Written task 1:
According to the blog archive, what temperature was it in Wisconsin on the day of the Wordless Wednesday post?

Archive | May, 2011

Kitchen Makeover

28 May

This weekend I decided to take on the task of remodeling my kitchen.  I figured a few coats of paint would do the trick.

Wrong?  Who was I fooling.  I couldn’t settle for just paint. Not me, the person with the ultra triple-A type personality.

I had to go BIG – do it all; completely transform my kitchen from old and stale to contemporary yet fabulous.

How’s it going?  Well, I probably have more paint on my body than on the walls and my hubby didn’t have a heart attack when I told him I wanted him to re-do the cabinets.

So I guess it’s going pretty good.

Oh yeah, I forgot to mention that I hope to have this all done by Monday morning.

So I probably won’t post for the next few days, but I promise to share pictures.

 

 

 

 

 

 

Wordless Wednesday

25 May

The weather in Wisconsin is AWFUL!!  This is how I’m feeling today – a little melancholy.  With 46 degree weather and no sun – just rain, rain, and more rain – can you blame me?

A Fried Chicken Leg?? Can’t Be !!

24 May

One morning last fall, in a mad rush to get my daughter to school on time, I left my coveted sidekick – la cell phone` at home.   I don’t know about ya’ll but I NEED my cell.  So like a bat-out-of-hell, I rushed back home before heading into the office.

As I walked towards my house I noticed a really peculiar object lodged between the drain gutter and the house. I wasn’t quite sure what it was. I figured it was probably vegetation over growth; seeing as though my husband never seems to clean out the gutters the way I’d like them done.

Anyway, I stopped to take a closer look.

What the Hell Is This?
This Can NOT Be A Fried Chicken Leg!

Yep that’s it……a fried chicken leg (Don’t believe me? Take another look.  Go ahead see for yourself).

Supplied data:
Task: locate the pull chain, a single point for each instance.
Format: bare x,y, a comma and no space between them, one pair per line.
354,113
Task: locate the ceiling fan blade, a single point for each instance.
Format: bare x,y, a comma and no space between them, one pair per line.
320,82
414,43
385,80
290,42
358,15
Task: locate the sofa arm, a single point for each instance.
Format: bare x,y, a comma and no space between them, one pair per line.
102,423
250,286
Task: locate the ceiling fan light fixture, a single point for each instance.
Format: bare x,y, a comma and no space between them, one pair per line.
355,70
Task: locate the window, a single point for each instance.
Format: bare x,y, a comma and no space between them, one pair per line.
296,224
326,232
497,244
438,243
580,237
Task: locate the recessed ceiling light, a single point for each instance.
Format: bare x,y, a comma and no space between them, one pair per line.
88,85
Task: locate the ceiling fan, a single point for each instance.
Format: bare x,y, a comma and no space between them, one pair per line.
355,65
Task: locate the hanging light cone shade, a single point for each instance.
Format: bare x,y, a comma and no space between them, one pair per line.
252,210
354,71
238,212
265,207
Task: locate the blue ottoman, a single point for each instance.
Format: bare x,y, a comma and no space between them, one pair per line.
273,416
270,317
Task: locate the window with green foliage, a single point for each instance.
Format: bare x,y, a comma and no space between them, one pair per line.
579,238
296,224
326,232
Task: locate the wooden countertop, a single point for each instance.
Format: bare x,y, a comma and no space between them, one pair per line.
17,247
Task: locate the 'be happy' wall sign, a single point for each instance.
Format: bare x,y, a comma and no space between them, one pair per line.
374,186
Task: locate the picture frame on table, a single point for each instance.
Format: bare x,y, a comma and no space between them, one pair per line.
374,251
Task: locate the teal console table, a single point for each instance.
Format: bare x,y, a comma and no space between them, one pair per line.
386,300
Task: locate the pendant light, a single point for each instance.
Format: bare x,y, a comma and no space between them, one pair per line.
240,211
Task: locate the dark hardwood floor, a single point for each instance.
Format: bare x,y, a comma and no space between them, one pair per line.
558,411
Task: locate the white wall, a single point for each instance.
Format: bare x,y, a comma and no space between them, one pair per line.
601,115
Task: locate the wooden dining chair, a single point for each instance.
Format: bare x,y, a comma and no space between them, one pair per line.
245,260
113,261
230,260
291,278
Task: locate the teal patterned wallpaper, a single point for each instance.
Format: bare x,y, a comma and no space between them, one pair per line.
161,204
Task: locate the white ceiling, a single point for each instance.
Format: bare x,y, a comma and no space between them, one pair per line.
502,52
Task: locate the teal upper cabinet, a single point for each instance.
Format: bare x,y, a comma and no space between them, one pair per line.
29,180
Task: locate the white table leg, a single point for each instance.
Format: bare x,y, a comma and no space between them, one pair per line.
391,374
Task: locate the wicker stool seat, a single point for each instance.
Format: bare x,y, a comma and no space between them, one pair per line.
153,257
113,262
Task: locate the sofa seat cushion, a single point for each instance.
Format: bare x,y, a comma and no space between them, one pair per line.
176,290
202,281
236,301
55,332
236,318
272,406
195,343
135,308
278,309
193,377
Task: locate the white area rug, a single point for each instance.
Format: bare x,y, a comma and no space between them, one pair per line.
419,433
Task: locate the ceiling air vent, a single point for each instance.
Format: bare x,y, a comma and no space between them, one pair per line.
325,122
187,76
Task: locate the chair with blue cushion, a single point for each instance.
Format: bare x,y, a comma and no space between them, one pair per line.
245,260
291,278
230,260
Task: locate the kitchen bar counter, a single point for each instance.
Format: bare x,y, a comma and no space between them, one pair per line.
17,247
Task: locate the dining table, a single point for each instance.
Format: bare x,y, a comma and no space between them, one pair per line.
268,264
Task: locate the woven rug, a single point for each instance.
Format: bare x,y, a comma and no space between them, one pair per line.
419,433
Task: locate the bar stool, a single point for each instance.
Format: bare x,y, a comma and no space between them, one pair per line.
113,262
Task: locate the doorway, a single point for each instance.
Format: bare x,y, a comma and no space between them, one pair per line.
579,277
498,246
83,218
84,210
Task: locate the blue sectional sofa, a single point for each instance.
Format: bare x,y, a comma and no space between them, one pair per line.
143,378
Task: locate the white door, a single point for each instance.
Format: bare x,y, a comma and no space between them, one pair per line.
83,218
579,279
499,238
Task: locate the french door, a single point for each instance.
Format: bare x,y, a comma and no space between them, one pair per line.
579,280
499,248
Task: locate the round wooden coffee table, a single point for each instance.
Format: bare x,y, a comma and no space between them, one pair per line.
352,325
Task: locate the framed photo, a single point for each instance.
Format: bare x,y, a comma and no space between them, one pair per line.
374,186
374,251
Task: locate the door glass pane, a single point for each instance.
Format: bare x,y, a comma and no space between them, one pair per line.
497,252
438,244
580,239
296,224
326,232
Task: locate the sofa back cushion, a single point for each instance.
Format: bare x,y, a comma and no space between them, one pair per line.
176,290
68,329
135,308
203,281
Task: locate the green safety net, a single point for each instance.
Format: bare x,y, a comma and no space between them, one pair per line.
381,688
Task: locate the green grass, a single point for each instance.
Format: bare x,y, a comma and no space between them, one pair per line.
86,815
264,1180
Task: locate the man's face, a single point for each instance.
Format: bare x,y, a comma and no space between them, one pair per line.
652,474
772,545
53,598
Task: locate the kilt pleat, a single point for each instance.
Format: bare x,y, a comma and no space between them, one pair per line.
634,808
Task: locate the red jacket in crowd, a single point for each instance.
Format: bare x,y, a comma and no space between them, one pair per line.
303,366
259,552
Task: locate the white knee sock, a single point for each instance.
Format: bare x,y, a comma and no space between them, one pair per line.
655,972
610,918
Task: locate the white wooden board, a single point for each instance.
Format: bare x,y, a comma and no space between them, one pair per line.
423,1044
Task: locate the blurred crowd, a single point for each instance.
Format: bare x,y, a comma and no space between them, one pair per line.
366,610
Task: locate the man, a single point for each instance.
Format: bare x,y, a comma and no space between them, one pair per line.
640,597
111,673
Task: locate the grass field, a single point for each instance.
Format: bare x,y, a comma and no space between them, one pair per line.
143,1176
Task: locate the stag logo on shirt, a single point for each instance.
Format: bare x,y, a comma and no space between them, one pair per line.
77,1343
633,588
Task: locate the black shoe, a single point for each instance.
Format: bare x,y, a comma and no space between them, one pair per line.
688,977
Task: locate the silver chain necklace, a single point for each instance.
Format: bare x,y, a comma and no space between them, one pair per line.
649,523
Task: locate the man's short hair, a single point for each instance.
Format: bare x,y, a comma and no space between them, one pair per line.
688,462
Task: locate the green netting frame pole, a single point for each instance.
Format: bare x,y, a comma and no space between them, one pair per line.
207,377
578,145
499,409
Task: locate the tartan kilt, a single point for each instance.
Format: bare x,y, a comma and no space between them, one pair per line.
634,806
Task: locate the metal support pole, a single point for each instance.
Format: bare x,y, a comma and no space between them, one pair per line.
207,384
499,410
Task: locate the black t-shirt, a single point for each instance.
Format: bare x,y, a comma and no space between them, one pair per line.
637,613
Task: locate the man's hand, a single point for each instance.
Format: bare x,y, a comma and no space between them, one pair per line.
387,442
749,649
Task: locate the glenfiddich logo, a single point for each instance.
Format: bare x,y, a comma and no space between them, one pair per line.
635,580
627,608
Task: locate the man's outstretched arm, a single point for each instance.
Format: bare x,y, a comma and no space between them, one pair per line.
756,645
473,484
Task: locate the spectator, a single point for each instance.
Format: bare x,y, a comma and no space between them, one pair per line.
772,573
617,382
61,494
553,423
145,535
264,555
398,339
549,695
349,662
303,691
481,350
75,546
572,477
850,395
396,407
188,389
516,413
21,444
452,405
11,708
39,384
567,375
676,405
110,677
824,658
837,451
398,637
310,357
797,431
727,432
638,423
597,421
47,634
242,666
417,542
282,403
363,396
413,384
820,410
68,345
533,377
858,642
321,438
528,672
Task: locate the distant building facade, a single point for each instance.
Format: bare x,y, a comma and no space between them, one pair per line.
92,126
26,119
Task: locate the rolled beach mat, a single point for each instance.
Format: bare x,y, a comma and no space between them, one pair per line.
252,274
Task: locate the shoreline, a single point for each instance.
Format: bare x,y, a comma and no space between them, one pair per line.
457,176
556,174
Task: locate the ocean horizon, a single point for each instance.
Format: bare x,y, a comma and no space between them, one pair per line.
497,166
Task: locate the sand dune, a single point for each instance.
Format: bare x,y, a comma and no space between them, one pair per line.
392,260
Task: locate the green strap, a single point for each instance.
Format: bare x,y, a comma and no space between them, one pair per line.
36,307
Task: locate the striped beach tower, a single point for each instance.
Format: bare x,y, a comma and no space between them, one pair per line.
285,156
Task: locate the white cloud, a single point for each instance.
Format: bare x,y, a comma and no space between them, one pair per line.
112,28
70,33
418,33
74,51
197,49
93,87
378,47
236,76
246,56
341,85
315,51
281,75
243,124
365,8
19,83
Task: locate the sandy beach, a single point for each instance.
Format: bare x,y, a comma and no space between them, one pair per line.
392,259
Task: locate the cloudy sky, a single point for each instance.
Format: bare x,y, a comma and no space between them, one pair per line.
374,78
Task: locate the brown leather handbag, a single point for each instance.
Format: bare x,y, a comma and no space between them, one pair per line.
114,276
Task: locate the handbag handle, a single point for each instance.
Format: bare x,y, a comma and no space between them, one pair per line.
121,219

Written task 2:
Arrange the entries from the line containing "Task: locate the brown" through the end of the entries as a two-column CSV with the columns request and answer. Make one row per request, and put each value in a quoted field with any line breaks turned into spaces.

Complete output 1:
46 degrees

Complete output 2:
request,answer
"Task: locate the brown leather handbag, a single point for each instance. Format: bare x,y, a comma and no space between them, one pair per line.","114,276"
"Task: locate the handbag handle, a single point for each instance. Format: bare x,y, a comma and no space between them, one pair per line.","121,219"